**Brief 1:** From the article on the Etel Adnan retrospective at Pera Museum, list every kind of work that the sentence beginning "The retrospective exhibition includes" names.
**Brief 2:** Resume the article on the Etel Adnan retrospective at Pera Museum after its last sentence.

**Selected passage:**
◆ ◆ ◆ ◆
ISTANBUL Apr 08, 2021 - 12:49 pm GMT+3
Etel Adnan, untitled, 1961, oil on canvas stretched on wood, 50 by 36 centimeters. (Courtesy of Pera Museum)
Etel Adnan, untitled, 1961, oil on canvas stretched on wood, 50 by 36 centimeters. (Courtesy of Pera Museum)
by DAILY SABAH Apr 08, 2021 12:49 pm

A new exhibition at Pera Museum introduces the versatile artist Etel Adnan and her multi-layered world to the audience by presenting an extended period of the artist's activity 

Istanbul’s prominent Pera Museum has launched a retrospective exhibition of the extraordinary artist, writer and poet Etel Adnan, whose life spanned nearly a century. “Etel Adnan: Impossible Homecoming,” covering all periods of Adnan’s 60 years of production, sheds light on the artist's life spent in war, exile, migration and loss.

Etel Adnan, 'To the Ocean,' 2017, engraving, 47 by 38 centimeters. (Courtesy of Pera Museum)
Etel Adnan, "To the Ocean," 2017, engraving, 47 by 38 centimeters. (Courtesy of Pera Museum)

Curated by Serhan Ada and Simone Fattal, the exhibition reflects the rich identity of Adnan who was born in Beirut to a multilingual, multifaith and multicultural family and region. Never indifferent to the wars, political and social upheavals that beset her life, the artist uses writing and painting to create her works. The retrospective exhibition includes oil paintings, drawings, prints, ceramics, carpets, accordion-folded artist’s books Leporellos and a film by the artist who “has mastered more than one medium.” Visitors can also listen to recorded interviews made with the artist at various points in her life. Adnan opens up a rich area of discovery and interpretation for the audience with her seasons, landscapes, signs, imaginary planets and satellites in the sky and impressive energy.
◆ ◆ ◆ ◆
**Material shown:**

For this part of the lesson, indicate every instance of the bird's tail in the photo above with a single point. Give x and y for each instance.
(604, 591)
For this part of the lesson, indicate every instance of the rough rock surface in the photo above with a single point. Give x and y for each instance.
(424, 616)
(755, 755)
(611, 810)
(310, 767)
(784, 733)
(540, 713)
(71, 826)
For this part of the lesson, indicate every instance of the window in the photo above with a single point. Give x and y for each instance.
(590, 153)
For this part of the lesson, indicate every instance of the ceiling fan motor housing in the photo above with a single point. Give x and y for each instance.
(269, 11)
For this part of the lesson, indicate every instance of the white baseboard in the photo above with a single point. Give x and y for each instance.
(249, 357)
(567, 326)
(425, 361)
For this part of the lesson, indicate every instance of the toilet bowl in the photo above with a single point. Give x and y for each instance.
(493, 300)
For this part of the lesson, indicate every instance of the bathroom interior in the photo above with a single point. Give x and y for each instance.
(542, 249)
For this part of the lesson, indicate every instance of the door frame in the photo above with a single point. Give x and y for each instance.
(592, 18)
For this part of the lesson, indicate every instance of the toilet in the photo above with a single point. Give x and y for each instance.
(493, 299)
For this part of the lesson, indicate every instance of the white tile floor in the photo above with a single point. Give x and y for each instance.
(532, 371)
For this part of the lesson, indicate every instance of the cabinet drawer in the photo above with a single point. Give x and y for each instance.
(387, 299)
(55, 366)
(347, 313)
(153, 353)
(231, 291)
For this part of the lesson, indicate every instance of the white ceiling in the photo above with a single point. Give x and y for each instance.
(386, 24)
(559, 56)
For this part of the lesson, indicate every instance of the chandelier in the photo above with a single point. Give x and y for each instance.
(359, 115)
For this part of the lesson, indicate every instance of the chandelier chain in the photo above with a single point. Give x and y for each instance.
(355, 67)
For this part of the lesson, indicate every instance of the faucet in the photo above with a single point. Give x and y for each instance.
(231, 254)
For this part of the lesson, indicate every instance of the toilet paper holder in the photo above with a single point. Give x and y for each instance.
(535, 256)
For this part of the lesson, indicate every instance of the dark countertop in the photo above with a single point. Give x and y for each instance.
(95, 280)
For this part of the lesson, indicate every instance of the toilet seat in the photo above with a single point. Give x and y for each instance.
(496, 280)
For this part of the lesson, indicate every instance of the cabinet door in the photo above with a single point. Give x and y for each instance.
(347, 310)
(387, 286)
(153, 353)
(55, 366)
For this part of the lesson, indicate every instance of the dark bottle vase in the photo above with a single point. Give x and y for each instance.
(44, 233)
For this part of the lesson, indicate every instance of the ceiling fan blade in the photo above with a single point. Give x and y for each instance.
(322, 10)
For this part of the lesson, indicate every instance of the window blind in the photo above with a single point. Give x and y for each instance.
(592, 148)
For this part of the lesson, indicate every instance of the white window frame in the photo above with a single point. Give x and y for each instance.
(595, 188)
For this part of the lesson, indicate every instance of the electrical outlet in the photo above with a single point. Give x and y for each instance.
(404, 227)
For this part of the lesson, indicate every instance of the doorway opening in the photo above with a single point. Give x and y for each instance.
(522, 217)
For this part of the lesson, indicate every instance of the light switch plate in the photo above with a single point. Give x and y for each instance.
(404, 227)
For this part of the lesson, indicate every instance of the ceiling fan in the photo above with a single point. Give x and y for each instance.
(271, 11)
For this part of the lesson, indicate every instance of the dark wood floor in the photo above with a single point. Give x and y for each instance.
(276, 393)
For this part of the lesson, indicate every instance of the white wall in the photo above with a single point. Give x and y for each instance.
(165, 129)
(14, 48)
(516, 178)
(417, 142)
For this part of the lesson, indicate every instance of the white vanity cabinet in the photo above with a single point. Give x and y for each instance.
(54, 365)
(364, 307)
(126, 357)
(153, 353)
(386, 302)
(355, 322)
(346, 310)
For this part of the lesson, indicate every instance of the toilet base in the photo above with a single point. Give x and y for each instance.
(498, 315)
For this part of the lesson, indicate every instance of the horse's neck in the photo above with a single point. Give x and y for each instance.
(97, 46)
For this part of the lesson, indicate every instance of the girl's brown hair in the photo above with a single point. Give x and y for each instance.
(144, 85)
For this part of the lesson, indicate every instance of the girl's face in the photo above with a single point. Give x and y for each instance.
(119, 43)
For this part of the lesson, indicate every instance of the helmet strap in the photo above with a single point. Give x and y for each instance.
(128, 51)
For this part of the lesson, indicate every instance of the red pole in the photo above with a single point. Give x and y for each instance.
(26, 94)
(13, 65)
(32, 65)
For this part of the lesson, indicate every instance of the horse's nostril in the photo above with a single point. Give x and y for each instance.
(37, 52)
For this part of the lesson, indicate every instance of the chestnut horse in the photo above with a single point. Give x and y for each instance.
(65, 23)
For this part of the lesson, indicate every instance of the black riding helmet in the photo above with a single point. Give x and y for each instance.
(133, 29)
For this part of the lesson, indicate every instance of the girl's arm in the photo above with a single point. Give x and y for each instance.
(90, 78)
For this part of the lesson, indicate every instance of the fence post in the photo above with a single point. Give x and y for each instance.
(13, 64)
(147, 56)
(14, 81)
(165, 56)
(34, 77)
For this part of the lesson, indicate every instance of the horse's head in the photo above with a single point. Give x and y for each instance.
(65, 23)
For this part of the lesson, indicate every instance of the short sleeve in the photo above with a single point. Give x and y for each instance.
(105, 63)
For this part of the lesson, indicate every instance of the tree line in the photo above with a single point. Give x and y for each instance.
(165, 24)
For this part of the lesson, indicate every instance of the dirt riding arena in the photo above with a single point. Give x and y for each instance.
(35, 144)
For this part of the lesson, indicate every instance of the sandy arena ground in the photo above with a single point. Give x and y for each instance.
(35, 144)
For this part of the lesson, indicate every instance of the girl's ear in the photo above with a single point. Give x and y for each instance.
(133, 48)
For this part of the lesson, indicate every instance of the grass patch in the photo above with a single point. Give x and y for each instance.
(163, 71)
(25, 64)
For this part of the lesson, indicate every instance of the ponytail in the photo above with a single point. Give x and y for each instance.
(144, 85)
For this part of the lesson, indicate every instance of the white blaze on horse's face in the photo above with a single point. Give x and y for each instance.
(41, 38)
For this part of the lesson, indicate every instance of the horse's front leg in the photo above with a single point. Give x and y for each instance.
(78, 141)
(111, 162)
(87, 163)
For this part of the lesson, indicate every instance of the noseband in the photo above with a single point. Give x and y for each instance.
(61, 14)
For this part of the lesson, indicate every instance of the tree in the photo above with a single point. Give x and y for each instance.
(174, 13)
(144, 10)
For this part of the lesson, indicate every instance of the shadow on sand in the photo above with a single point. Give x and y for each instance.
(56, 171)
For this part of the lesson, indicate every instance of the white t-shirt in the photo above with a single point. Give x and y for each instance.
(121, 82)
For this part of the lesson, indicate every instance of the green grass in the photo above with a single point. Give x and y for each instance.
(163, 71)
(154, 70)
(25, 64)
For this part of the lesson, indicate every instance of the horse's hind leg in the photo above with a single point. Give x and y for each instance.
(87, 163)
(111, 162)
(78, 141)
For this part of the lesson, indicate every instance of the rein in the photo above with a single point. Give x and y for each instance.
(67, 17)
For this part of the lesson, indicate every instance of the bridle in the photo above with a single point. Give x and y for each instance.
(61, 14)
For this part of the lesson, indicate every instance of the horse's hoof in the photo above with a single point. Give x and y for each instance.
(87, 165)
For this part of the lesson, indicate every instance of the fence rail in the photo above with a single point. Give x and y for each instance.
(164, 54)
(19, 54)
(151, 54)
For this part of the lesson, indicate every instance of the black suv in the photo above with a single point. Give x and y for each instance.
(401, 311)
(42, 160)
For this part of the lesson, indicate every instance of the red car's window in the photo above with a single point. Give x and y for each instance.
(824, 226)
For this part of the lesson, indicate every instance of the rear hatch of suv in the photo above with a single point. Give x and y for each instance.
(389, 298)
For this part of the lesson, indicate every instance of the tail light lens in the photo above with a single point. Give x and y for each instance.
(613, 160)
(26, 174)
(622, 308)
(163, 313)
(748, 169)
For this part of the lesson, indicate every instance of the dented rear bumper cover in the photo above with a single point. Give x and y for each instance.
◆ ◆ ◆ ◆
**Expected answer 1:**
- Oil paintings
- Drawings
- Prints
- Ceramics
- Carpets
- Accordion-folded artist's books (Leporellos)
- A film

**Expected answer 2:**
A poem in colors

The daughter of a mother from Izmir, which used to house a sizeable Greek community until the late Ottoman period, and an Ottoman officer born in Damascus, both of whom were isolated from their congregations because of their marriage, Adnan has produced works that bear the traces of her roots. Co-curator of the exhibition “Impossible Homecoming,” Ada points out that Adnan’s identity has been shaped by migration, exile and asylum and states that the exhibition is prepared with a holistic approach toward Adnan’s work. The curator says, “Although we don’t always recognize it in disguise, poetry emerges before us out of other places. Etel’s essays seem to be just prose, but they are downright poetry, which has always been part of her paintings. And anyway, isn’t her entire visual opus a poem written in colors?”

Etel Adnan, untitled, 1980, oil on canvas, 30.3 by 40.5 centimeters. (Courtesy of Pera Museum)
Etel Adnan in her studio in Paris, France, 2018. (Courtesy of Pera Museum)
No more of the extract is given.